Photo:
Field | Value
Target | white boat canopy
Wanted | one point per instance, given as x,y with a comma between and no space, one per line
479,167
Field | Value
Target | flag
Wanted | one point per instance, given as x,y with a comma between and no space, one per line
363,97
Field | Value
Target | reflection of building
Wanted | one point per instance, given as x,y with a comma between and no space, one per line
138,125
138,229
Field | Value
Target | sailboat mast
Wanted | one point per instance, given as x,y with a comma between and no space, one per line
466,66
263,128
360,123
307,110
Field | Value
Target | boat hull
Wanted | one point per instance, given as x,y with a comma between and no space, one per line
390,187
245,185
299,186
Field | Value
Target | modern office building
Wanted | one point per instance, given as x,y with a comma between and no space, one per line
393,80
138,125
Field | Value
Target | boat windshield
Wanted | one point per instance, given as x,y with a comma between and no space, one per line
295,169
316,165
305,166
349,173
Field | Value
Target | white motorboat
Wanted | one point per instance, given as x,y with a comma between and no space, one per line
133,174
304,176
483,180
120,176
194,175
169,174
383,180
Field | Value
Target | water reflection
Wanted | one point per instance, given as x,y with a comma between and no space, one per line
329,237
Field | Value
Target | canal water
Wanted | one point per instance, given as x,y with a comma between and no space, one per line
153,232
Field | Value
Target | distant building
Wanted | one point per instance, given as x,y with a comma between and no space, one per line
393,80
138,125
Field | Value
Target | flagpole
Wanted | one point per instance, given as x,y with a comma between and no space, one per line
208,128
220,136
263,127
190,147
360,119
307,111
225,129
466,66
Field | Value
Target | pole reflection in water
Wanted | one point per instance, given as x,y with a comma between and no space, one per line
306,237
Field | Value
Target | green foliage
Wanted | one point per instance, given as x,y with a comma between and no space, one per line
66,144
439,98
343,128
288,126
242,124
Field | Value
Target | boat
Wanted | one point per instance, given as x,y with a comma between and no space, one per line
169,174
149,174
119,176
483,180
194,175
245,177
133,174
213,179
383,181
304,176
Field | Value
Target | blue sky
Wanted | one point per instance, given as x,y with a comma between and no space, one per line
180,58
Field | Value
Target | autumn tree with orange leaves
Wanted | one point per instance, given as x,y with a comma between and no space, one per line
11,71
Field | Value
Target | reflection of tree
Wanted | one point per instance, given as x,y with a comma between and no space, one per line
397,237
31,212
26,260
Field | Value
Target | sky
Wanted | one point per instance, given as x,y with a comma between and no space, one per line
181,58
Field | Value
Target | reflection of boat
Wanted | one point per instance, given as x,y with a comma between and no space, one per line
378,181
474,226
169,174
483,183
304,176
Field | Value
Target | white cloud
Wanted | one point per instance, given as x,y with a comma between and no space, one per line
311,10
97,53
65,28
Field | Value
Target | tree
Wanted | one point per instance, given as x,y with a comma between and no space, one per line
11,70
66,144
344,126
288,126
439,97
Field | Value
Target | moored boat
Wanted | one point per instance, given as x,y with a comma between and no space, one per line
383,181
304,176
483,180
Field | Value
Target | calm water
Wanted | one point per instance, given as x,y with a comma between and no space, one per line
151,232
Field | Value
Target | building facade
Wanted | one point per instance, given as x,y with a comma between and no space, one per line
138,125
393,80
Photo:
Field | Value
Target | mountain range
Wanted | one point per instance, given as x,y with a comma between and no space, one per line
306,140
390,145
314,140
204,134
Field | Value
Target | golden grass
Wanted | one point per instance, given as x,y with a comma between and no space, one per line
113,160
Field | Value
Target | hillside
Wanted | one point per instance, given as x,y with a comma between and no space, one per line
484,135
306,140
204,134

...

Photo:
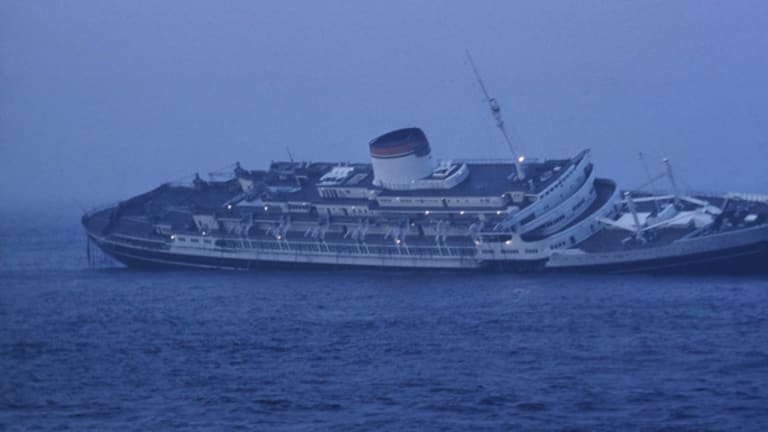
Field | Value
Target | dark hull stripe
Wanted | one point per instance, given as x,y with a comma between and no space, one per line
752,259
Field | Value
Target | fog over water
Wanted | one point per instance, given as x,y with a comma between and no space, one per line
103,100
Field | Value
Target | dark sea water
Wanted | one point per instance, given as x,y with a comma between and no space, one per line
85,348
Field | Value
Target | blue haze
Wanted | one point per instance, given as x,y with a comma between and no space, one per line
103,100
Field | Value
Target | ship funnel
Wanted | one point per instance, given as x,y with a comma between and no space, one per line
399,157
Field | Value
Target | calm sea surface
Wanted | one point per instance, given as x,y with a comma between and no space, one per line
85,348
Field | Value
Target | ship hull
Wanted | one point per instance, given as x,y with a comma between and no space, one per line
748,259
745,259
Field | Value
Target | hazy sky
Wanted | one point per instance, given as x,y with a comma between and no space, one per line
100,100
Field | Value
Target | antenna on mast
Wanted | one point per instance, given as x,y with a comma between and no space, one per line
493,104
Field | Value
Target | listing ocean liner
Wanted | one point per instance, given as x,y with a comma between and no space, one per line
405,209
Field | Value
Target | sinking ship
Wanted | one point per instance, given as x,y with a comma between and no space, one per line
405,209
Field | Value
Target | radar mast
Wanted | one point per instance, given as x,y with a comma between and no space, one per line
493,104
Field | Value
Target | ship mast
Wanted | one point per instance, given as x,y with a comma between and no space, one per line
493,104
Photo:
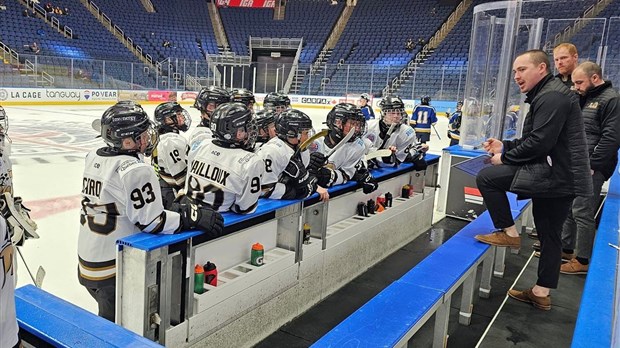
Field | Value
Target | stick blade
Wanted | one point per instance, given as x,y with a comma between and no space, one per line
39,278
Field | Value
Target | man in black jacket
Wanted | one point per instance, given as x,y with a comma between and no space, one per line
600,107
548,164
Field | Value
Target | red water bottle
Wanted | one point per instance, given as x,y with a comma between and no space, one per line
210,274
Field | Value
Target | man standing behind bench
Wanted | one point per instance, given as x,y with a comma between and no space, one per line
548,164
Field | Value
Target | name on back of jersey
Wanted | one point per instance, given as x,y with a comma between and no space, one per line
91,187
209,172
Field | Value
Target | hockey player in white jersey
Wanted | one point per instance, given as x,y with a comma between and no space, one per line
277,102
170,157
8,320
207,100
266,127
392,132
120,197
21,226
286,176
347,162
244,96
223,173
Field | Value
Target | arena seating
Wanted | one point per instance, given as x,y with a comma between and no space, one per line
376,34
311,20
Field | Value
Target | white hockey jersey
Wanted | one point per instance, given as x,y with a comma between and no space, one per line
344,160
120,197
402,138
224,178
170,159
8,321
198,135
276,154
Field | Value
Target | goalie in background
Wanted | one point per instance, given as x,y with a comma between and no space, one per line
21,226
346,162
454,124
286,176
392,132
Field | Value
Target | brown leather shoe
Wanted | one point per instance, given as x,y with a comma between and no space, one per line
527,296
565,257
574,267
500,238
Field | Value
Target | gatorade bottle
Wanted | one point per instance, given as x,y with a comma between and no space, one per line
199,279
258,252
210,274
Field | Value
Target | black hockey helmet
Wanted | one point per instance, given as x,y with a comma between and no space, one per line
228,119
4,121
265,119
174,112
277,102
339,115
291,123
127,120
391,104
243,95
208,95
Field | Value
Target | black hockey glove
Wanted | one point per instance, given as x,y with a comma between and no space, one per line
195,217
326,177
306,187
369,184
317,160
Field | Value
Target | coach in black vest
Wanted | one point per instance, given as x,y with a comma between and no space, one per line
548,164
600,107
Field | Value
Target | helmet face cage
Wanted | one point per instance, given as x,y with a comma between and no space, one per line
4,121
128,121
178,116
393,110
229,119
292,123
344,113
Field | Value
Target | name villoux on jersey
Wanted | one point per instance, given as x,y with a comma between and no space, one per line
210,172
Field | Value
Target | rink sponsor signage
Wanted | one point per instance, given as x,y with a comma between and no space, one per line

[EXERCISE BRIEF] Gather every line above that contains the word "water", and copy each one in full.

[ANSWER FOR THE TASK]
Target | water reflection
Target | canal water
Target | pole reflection in water
Target | calm water
Target | fog over water
Target | dark sea water
Target | red water bottle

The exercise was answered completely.